**DIRECTIVE 1**
Copy the pop commentary word for word, from "Have you ever" up to and including "in pop history.".
**DIRECTIVE 2**
Decide whether each statement agrees with the pop commentary, and support each yes or no with the deciding words quoted from it: (a) Chumbawamba split up in 2012. (b) Boff plugged his Maggie music during the discussion. (c) Debs Wild described the song as more pop than house.

**PAGE**
Evan Davis asked Debs Wild, (described as a "music industry consultant") what she thought of the song. She offered: "It's formulaic … more house than pop." The other participant was Boff Whalley, former lead guitarist of the agit-prop band Chumbawamba, who had a massive hit with "Tubthumping" in 1997 and who gained a lot of fans when their lead singer chucked a jug of water over John Prescott at the 1998 Brit Awards. Although now disbanded, Chumbawamba are putting out an In Memoriam Maggie Thatcher CD, recorded four years ago (they announced it would be released "as part of the celebrations" on her death) and which had to be prepaid for online at the time. Did Evan realise that a hard-core Maggie-hater had penetrated Radio 4's heavyweight discussion about Korean pop? In the event, Boff didn't plug his Maggie music, but managed to make some of the most fatuous remarks about culture I've heard in the long time. His main complaint about Psy's "Gentleman" was that "it sounded the same" as his previous hit.

Boff went on to complain he'd visited the Roy Lichtenstein show at Tate Modern and was disgusted because "every room was exactly the same". According to him, "great artists should do different things" – and he boasted how Chumbawamba had gone to great lengths to "lose" fans, relentlessly changing their style with every song until they finally split in 2012. Boff rated The Beatles and The Clash, because "they constantly changed".

Have you ever heard such drivel? Change for the sake of it, as a measuring stick for cultural significance and great art? Well, that's Francis Bacon, Jenny Saville, Lucian Freud, Jane Austen and the Pet Shop Boys all gone down the dumper. Psy makes pure celebratory pop. Why should he change a formula that appeals, no matter what language you speak or what god you worship? Being lightweight, frothy and fun is an artform. Never fall into the trap of thinking that being a pop star is a job for dolts. Only intelligent men and women sell records by the million. Sorry Boff: your philosophy might read like an anarchist's handbook, but you're destined to remain a footnote in pop history.

**SUPPLIED DATA**
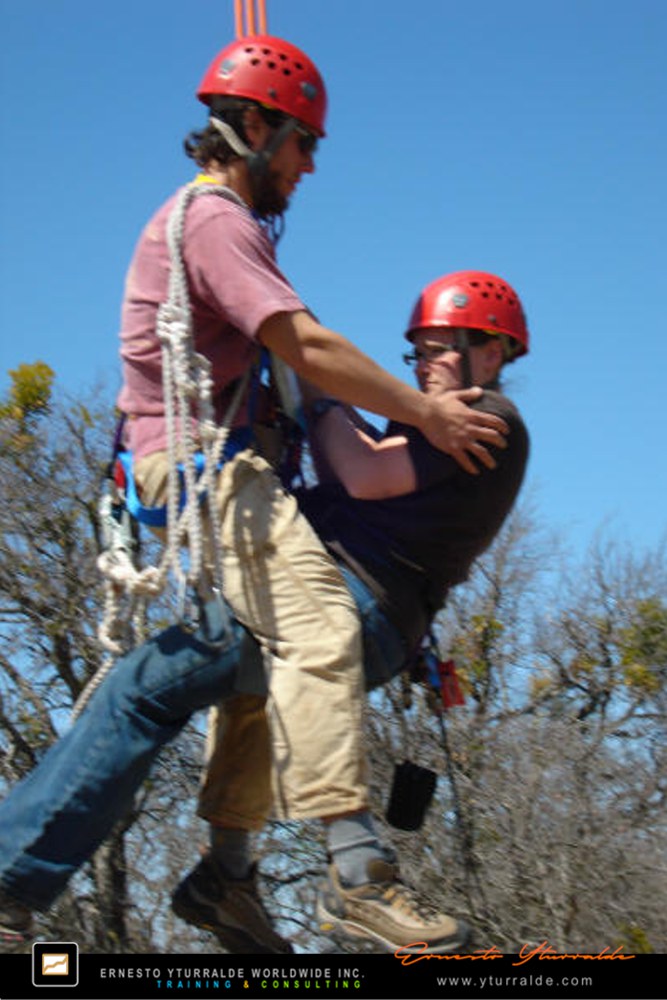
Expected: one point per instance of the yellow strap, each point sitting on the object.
(206, 179)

**WORKED SOLUTION 1**
Have you ever heard such drivel? Change for the sake of it, as a measuring stick for cultural significance and great art? Well, that's Francis Bacon, Jenny Saville, Lucian Freud, Jane Austen and the Pet Shop Boys all gone down the dumper. Psy makes pure celebratory pop. Why should he change a formula that appeals, no matter what language you speak or what god you worship? Being lightweight, frothy and fun is an artform. Never fall into the trap of thinking that being a pop star is a job for dolts. Only intelligent men and women sell records by the million. Sorry Boff: your philosophy might read like an anarchist's handbook, but you're destined to remain a footnote in pop history.

**WORKED SOLUTION 2**
(a) Yes: "until they finally split in 2012"
(b) No: "Boff didn't plug his Maggie music"
(c) No: "more house than pop."